Excerto da página ->
A.Tapadinhas disse...

E que vai ser do meu amor?

Vai ter um final feliz: não falta muito para o 25 de Abril!

O pior, pior mesmo, é que em 19 de Março de 2013 a lembrança desse dia dia está cada vez mais esbatida...

...no coração e nas mentes de quem o viveu!

Um dia destes, todos os que estão a tentar varrer esta memória, vão levar com o cabo da vassoura no toutiço! Ai vão, vão!

Abraço,
António

Luís F. de A. Gomes disse...

Como assim? Claro que falta muito para o fim do fascismo. Estamos aina no rescaldo da derrota do General Humberto Delgado, portanto, ainda em finais da década de cinquenta. Nas muitas águas que haveriam de passar sob essa ponte da tristeza, entre outros, haveria ainda de ser assassinado a sangue frio, o José Dias Coelho. Era pois negra ainda a noite que sufocava esses dias e ainda mais incerta qualquer probabilidade de o regime vir a desaparecer ou a transformar-se no sentido de uma sociedade mais livre e equitativa. A incerteza que a narradora expressa, mais não é que o resultado disso mesmo.

Mas já subscrevo o que dizes a seguir e tenho mesmo a opinião que devemos estar muito mais preocupados do que na realidade tudo aparenta que estamos. Há já hoje um manto de medo que, subreptícia mas paulatinamente está a cair sobre a vida quotidiana dos portugueses. Sinais e exemplos começam a ser percebidos e conhecidos por todos nós, a menos que não queiramos ver.

E gostaria, muito gostaria que a tua previsão batesse certo e o mais rapidamente possível, sob pena de perdermos por completo a própria independência nacional que os direitos, esses, as garantias de justiça social para os mais desfavorecidos, essas, tudo isso já está na enxurrada que nos varreu a democracia e agora leva consigo as suas bases que são as liberdades que, por sua vez, o estado de direito já os artistas que nos desgovernam tinham estiolado.

Quem me diria que chegaria a esta idade a escrever convictamente estas palavras.

E sabes o que me atemoriza ainda mais? É ter muitíssimas dúvidas quanto à possibilidade do cabo ser afinal a reconstrução do país e da sociedade no sentido de um mundo decente.

Estamos numa tragédia digna de um Sófocles.

Resta-me a consolação de saber que, pelo menos, somos duas picaretas para, dentro do seu raio de acção, é bom de ver, partir a pedra que for precisa e depois juntá-la para fazer de novo um castelo, como diria o Poeta.

Informação fornecida ->
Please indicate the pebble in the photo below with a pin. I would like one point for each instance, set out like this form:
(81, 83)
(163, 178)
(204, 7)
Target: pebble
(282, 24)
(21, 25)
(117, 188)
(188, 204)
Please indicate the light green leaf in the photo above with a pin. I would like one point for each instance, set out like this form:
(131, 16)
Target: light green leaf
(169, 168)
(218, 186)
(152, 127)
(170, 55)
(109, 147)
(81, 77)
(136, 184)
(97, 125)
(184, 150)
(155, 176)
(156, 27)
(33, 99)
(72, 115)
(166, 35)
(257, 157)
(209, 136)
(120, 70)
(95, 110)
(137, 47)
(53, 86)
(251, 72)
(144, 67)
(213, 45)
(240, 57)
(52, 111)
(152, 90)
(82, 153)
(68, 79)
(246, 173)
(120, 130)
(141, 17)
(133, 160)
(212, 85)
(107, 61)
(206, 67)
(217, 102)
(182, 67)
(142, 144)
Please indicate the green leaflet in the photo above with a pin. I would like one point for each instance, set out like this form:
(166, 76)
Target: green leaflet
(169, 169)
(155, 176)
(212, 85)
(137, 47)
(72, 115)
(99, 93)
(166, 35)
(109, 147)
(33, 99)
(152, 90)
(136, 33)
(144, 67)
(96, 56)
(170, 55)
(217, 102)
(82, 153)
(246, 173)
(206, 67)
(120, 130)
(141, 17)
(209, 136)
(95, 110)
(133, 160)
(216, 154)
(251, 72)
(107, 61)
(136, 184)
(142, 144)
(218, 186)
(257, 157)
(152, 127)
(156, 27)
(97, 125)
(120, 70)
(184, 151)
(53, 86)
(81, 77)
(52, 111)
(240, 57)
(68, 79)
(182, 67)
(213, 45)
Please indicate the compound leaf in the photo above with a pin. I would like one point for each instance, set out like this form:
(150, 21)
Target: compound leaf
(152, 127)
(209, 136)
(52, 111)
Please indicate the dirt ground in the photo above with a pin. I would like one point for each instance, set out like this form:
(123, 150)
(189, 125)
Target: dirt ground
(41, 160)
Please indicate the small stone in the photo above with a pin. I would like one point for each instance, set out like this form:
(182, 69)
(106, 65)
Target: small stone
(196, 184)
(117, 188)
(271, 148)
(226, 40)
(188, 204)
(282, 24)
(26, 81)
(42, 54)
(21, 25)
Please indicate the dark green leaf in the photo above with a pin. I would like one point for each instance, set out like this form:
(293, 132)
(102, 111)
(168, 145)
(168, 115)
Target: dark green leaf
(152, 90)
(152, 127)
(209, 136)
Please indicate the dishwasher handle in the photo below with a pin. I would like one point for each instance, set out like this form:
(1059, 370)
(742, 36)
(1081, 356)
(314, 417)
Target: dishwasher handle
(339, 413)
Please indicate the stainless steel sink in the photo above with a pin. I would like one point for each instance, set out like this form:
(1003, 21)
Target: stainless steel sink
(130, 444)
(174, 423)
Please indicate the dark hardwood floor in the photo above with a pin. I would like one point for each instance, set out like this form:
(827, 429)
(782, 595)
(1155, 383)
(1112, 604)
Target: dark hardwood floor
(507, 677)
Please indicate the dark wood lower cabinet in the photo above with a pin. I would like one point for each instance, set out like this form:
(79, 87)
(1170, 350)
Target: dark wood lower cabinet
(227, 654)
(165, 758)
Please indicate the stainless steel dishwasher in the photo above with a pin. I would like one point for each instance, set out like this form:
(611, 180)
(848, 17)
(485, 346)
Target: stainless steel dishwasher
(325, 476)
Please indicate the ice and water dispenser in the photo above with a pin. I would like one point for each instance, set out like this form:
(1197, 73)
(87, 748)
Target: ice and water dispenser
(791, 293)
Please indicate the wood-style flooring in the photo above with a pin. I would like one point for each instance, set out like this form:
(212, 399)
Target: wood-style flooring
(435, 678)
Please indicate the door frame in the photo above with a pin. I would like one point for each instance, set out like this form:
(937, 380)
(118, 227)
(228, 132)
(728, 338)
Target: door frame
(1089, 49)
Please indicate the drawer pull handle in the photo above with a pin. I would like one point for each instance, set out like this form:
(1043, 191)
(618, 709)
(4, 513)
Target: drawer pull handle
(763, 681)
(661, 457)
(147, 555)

O seu objetivo -> Reproduza, sem qualquer alteração, o trecho do excerto da página que vai de "A.Tapadinhas disse..." até "quem o viveu!", inclusive. As linhas não têm aqui qualquer papel.

Tarefa concluída ->
A.Tapadinhas disse...

E que vai ser do meu amor?

Vai ter um final feliz: não falta muito para o 25 de Abril!

O pior, pior mesmo, é que em 19 de Março de 2013 a lembrança desse dia dia está cada vez mais esbatida...

...no coração e nas mentes de quem o viveu!